#### Direction 1
According to the passage about the Diamond Jubilee, which British monarch reached a Diamond Jubilee before Elizabeth II, and in what year?
#### Direction 2
Decide whether each statement agrees with the passage about the Diamond Jubilee, and give the deciding words of the passage: (a) Elizabeth II became queen in February 1952. (b) Queen Victoria was Elizabeth II's grandmother. (c) Several British monarchs had reached a Diamond Jubilee before Elizabeth II.

-- Start Selected excerpt --

When Elizabeth II ascended the throne on the death of her father, George VI, in February 1952, probably no one imagined her Diamond Jubilee would coincide with the Bicentenary of Charles Dickens’s birth, perhaps because no one realised she would reach her Diamond Jubilee. After all, only one British monarch had done so before, Queen Victoria, who had hers in 1897, and though she was an ancestor of the new Queen, was suitably distant, being her great-great-grand-mother.

-- End Selected excerpt --
-- Start Source excerpt --

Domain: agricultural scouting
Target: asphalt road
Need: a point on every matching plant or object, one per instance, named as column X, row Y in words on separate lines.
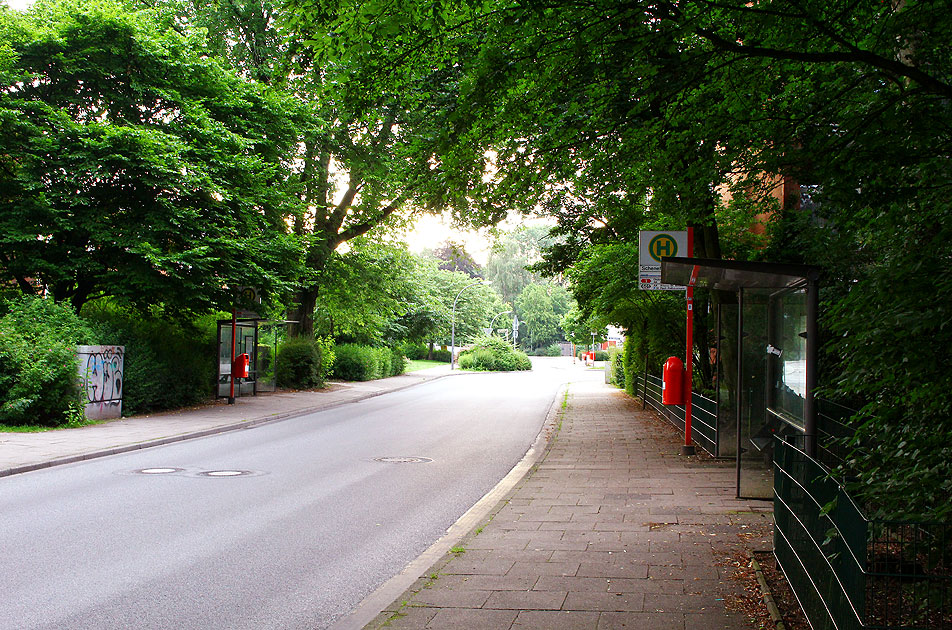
column 311, row 525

-- End Source excerpt --

#### Complete answer 1
Queen Victoria, in 1897.

#### Complete answer 2
(a) Yes: "When Elizabeth II ascended the throne on the death of her father, George VI, in February 1952"
(b) No: "being her great-great-grand-mother"
(c) No: "only one British monarch had done so before"